Most people have at least a passing familiarity with the basic concepts of finance. These are intuitive aspects that count almost like Platonic qualities of “truth”, existing as almost transcendent reality upon which human construction is based. In this particular case I am talking about money and time value.

The reason a yield curve takes the shape that it does is exactly that. The longer the term an obligor wishes to borrow, the greater the rate at which he will pay because there is opportunity cost and greater risk by sheer probability. Only later has financial dogma been attached to try to explain ex post facto the appearance of this, especially the Fisherian concept of stratified “premia.”

Regardless of the mathematics, the upward slope is supposed to be a constant whereby if it disappeared, a perfectly flat yield curve, it would denote a situation where time has no impact on risk. That can only mean the death of “money”, or more specifically the death of basic and intuitive finance.

When the LTRO’s were first introduced in Europe in late 2011, it was not uncommon to see yield curves in specific countries like Germany and Switzerland exhibit this kind of flatness out a few years. Not only were the curves flat but in the case of Switzerland nominal yields were also negative, leading to a flat, negative “curve” that insulted the very animalistic contours of risk.

But that made “sense” in the context of the LTRO’s and was taken as such. The “flood” of “reserves” created a policy window whereby these Platonic rules of finance ceased to function. As the yield curves would find their upward slope usually around the 2- or 3-year mark (at the worst moments), the LTRO’s and its “flood” were thought at least consistent with circumstances that were decidedly less than ideal – “everybody” sort of agreed that is what yield curves “should” look like where the central bank presence is near-total.

Goal of the exercise
Reproduce the part of the yield curve passage that opens with the words containing "Most people have" and closes with "and time value.". Rely on the yield curve passage alone.

Dataset entries
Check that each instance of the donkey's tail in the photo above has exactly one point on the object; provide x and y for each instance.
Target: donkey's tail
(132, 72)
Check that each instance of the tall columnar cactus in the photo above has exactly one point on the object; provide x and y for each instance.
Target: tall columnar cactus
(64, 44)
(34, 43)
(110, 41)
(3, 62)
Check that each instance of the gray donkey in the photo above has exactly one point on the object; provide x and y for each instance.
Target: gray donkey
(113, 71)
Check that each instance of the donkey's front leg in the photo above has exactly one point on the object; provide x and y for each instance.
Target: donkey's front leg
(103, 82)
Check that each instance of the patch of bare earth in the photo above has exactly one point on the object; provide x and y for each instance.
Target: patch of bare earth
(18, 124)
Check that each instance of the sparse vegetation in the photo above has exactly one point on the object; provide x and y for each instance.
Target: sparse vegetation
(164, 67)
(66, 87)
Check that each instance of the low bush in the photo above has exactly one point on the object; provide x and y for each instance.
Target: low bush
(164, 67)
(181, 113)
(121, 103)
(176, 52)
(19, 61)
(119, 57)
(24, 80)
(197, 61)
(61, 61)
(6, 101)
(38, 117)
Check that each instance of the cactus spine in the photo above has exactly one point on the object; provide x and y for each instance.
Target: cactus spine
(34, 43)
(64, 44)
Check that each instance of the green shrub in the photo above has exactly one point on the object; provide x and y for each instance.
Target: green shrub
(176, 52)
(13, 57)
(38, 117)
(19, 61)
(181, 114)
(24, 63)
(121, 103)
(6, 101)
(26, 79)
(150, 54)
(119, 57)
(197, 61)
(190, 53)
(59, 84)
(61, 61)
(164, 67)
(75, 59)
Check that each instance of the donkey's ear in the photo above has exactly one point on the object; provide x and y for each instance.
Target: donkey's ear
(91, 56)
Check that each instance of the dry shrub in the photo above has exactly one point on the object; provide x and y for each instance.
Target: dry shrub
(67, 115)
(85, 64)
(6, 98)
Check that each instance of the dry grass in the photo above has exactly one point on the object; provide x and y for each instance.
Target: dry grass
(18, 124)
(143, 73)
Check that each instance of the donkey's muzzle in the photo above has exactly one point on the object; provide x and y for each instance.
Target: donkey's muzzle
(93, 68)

Answer below
Most people have at least a passing familiarity with the basic concepts of finance. These are intuitive aspects that count almost like Platonic qualities of “truth”, existing as almost transcendent reality upon which human construction is based. In this particular case I am talking about money and time value.